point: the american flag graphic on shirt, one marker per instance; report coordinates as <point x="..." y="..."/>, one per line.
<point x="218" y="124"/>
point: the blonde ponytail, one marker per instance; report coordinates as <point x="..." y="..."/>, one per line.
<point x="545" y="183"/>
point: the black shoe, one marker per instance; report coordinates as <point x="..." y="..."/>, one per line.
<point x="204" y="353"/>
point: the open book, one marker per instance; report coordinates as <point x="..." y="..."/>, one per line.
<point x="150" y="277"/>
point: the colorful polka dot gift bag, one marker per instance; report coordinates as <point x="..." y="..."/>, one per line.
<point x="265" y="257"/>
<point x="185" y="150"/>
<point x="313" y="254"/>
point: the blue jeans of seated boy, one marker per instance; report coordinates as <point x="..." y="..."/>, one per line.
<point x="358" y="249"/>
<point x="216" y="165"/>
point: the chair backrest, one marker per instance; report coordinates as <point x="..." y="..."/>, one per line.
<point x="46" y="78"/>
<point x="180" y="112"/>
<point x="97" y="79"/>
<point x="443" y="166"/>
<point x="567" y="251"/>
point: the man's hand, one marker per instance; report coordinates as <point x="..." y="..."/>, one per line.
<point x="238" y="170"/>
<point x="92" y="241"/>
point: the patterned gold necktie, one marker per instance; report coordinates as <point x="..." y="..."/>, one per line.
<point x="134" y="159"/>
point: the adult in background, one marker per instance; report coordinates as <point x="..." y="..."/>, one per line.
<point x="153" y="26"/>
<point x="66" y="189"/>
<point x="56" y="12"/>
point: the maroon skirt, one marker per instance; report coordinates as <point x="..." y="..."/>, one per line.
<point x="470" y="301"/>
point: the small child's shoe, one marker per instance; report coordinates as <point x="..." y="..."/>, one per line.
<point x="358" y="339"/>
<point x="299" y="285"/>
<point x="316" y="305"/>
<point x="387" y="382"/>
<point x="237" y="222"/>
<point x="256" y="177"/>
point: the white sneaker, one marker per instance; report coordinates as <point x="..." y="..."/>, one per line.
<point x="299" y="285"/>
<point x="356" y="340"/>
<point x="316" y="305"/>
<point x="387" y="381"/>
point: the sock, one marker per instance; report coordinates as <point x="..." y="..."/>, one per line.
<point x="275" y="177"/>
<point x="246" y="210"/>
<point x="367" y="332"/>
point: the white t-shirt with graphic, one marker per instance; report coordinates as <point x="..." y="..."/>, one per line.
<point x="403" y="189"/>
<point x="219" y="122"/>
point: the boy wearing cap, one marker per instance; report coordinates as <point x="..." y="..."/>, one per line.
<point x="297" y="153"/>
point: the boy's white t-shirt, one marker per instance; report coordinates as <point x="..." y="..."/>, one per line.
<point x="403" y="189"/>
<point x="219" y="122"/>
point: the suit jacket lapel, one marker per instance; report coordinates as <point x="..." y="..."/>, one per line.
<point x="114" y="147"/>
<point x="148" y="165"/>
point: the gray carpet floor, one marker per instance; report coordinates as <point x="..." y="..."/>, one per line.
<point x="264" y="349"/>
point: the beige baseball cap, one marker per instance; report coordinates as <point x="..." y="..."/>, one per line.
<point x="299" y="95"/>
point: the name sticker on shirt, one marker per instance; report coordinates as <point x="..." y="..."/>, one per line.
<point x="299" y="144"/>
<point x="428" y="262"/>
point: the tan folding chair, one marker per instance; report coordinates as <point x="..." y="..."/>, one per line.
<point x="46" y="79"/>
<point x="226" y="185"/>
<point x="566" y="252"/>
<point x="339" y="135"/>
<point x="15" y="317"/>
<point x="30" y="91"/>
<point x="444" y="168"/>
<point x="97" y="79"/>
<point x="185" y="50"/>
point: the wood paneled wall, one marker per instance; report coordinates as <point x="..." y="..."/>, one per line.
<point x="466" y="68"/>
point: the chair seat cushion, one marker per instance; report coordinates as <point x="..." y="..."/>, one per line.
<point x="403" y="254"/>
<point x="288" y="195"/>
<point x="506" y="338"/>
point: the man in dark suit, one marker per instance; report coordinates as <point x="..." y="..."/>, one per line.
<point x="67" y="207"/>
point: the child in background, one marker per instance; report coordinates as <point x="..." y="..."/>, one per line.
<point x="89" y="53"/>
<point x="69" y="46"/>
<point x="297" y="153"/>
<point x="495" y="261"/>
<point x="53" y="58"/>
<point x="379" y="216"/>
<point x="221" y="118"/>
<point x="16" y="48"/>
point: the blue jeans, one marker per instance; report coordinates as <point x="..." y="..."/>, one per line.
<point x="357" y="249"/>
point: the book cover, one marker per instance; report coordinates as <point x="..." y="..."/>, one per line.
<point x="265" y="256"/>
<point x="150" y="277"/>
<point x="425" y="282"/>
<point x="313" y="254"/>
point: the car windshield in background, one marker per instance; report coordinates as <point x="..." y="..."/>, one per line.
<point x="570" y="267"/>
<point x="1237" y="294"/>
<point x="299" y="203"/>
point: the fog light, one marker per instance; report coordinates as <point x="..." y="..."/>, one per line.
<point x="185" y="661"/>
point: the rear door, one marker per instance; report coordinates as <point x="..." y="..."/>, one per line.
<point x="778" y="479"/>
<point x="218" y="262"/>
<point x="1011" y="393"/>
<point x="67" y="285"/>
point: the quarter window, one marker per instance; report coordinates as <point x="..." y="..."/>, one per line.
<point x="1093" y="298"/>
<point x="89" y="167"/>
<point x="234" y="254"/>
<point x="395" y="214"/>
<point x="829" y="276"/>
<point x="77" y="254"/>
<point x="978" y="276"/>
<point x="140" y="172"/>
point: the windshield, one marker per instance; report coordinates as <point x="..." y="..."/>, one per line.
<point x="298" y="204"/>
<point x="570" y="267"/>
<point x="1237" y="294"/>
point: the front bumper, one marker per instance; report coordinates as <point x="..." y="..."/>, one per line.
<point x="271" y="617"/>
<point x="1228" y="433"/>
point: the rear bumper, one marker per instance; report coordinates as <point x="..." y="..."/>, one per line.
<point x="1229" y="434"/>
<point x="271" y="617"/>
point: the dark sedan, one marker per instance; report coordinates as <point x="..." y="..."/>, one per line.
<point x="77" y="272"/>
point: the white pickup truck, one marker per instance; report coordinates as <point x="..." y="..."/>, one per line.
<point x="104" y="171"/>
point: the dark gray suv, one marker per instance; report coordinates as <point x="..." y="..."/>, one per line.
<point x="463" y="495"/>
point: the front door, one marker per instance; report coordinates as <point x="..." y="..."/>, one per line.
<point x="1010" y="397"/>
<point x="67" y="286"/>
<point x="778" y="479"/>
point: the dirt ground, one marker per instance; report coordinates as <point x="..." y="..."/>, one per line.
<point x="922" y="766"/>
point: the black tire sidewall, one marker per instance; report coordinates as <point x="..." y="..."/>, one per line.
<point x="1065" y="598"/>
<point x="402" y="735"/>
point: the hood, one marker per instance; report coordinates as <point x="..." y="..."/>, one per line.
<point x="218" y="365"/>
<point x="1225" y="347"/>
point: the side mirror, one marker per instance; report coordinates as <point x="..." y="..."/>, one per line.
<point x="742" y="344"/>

------------------------------------------------------------

[Given exercise] Print every one of the records above, word for word and in the same order.

[Exercise result]
point: the american flag graphic on shirt, one marker per instance; report coordinates as <point x="..." y="..."/>, one per line.
<point x="218" y="124"/>
point: the blonde ponytail, one marker per instance; report coordinates as <point x="..." y="..."/>, one per line.
<point x="545" y="183"/>
point: the black shoe, one marker per instance; report coordinates as <point x="..." y="..."/>, one per line.
<point x="204" y="353"/>
point: the open book, one marker per instance; report coordinates as <point x="..." y="..."/>, one per line.
<point x="150" y="277"/>
point: the colorful polka dot gift bag, one marker per instance; report coordinates as <point x="..." y="..."/>, one per line.
<point x="265" y="257"/>
<point x="185" y="150"/>
<point x="313" y="254"/>
point: the blue jeans of seated boy, one marker per instance; report coordinates as <point x="..." y="..."/>, one per line.
<point x="358" y="249"/>
<point x="216" y="165"/>
point: the chair backrest, one marker per instance; report coordinates as <point x="..." y="..."/>, one per line.
<point x="46" y="78"/>
<point x="180" y="112"/>
<point x="97" y="79"/>
<point x="443" y="166"/>
<point x="567" y="251"/>
point: the man's hand, one marker per instance; report coordinates as <point x="..." y="..."/>, one per line.
<point x="238" y="170"/>
<point x="92" y="241"/>
point: the patterned gold necktie, one marker per instance; report coordinates as <point x="..." y="..."/>, one per line.
<point x="134" y="159"/>
point: the adult in background, one marker per instance; report coordinates as <point x="..." y="..."/>, one per line.
<point x="153" y="26"/>
<point x="66" y="189"/>
<point x="56" y="12"/>
point: the maroon skirt, one marker per instance; report coordinates as <point x="..." y="..."/>, one per line.
<point x="470" y="301"/>
point: the small child's shoe, one marker per instance; report coordinates as <point x="..." y="..."/>, one per line.
<point x="358" y="339"/>
<point x="299" y="285"/>
<point x="316" y="305"/>
<point x="387" y="382"/>
<point x="237" y="222"/>
<point x="256" y="177"/>
point: the white sneaker, one marker per instance; report coordinates as <point x="..." y="..."/>, one per line.
<point x="299" y="285"/>
<point x="356" y="340"/>
<point x="316" y="305"/>
<point x="387" y="381"/>
point: the sock, one marker per instance; report coordinates as <point x="..." y="..."/>, one per line.
<point x="275" y="177"/>
<point x="246" y="210"/>
<point x="367" y="332"/>
point: the white t-shirt with graphic, one marker per instance; report coordinates as <point x="..." y="..."/>, one per line.
<point x="403" y="189"/>
<point x="219" y="122"/>
point: the boy wearing cap, one marker per instance; report coordinates as <point x="..." y="..."/>, one per line.
<point x="297" y="153"/>
point: the boy's white t-shirt, one marker per instance; report coordinates as <point x="..." y="..."/>, one per line.
<point x="403" y="189"/>
<point x="219" y="122"/>
point: the suit jacket lapel, one marker per instance; report coordinates as <point x="..." y="..."/>, one per line.
<point x="114" y="147"/>
<point x="148" y="165"/>
point: the gray carpet floor, one marker per instance; report coordinates as <point x="..." y="..."/>, one per line.
<point x="264" y="349"/>
point: the beige baseball cap, one marker per instance; report coordinates as <point x="..." y="..."/>, one per line.
<point x="299" y="95"/>
point: the name sticker on shirt, one marker per instance; report coordinates as <point x="..." y="..."/>, one per line.
<point x="299" y="144"/>
<point x="428" y="262"/>
point: the tan folding chair, one marker per instance; report coordinates as <point x="..." y="..."/>, one per line.
<point x="46" y="79"/>
<point x="226" y="185"/>
<point x="566" y="252"/>
<point x="339" y="135"/>
<point x="15" y="317"/>
<point x="30" y="91"/>
<point x="444" y="168"/>
<point x="97" y="79"/>
<point x="185" y="50"/>
point: the wood paneled wall, one marker per instance; report coordinates as <point x="..." y="..."/>, one per line.
<point x="466" y="68"/>
point: the chair seat cushion, one marker per instance; report coordinates as <point x="..." y="..."/>, one per line.
<point x="403" y="254"/>
<point x="288" y="195"/>
<point x="506" y="338"/>
point: the man in dark suit, one marker per instance; report coordinates as <point x="..." y="..."/>, one per line.
<point x="67" y="207"/>
point: the child in background, one marker per instance; report coordinates as <point x="..." y="..."/>, one per line.
<point x="89" y="53"/>
<point x="69" y="46"/>
<point x="297" y="153"/>
<point x="495" y="261"/>
<point x="53" y="58"/>
<point x="379" y="216"/>
<point x="221" y="118"/>
<point x="16" y="48"/>
point: the blue jeans, one marker per instance; report coordinates as <point x="..." y="..."/>, one per line.
<point x="357" y="249"/>
point: the book cover, one marker per instance; report coordinates as <point x="..." y="..."/>, one per line.
<point x="265" y="256"/>
<point x="150" y="277"/>
<point x="425" y="282"/>
<point x="313" y="254"/>
point: the car windshield in background, one marker per instance; report coordinates as <point x="..." y="..."/>, one per line.
<point x="570" y="267"/>
<point x="1237" y="294"/>
<point x="299" y="203"/>
point: the fog light, one marker per instance; report coordinates as <point x="..." y="..."/>, one per line.
<point x="185" y="661"/>
point: the rear door, one marker per instance; report coordinates as <point x="..." y="..."/>, one per line.
<point x="778" y="479"/>
<point x="218" y="262"/>
<point x="1011" y="393"/>
<point x="67" y="285"/>
point: the quarter window, one marker per instance; report coordinates as <point x="..." y="..."/>, one per line.
<point x="1093" y="298"/>
<point x="89" y="167"/>
<point x="234" y="254"/>
<point x="395" y="214"/>
<point x="829" y="276"/>
<point x="77" y="254"/>
<point x="978" y="276"/>
<point x="140" y="172"/>
point: the windshield, one marker per instance; report coordinates as <point x="..." y="..."/>, one per line.
<point x="298" y="204"/>
<point x="570" y="267"/>
<point x="1237" y="294"/>
point: the front bumper, one marker per instance; report coordinates as <point x="..." y="..."/>, one per line.
<point x="271" y="617"/>
<point x="1228" y="433"/>
point: the rear bumper, one marker per instance; report coordinates as <point x="..." y="..."/>, one per line.
<point x="1229" y="434"/>
<point x="271" y="617"/>
point: the dark sedan, one marker per instance; report coordinates as <point x="..." y="..."/>, one per line.
<point x="77" y="272"/>
point: the white pickup truck, one marker per instance; report coordinates as <point x="..." y="..."/>, one per line.
<point x="104" y="171"/>
point: the dark gray suv, one marker per instance; report coordinates as <point x="..." y="..."/>, one per line.
<point x="463" y="495"/>
point: the front door, one marker per instance; report coordinates as <point x="..." y="..."/>, one per line.
<point x="1010" y="397"/>
<point x="67" y="286"/>
<point x="778" y="479"/>
point: the dirt ground, one marker per instance; report coordinates as <point x="..." y="..."/>, one per line.
<point x="922" y="766"/>
point: the black tire sidewall, one marker per instance; report coordinates as <point x="..." y="..."/>, one per line.
<point x="1065" y="598"/>
<point x="402" y="735"/>
point: the hood, one marker per instance; report coordinates as <point x="..." y="..."/>, one per line.
<point x="218" y="365"/>
<point x="1225" y="347"/>
point: the side mirror, one marker per instance; report coordinates as <point x="..." y="..."/>, one per line.
<point x="742" y="344"/>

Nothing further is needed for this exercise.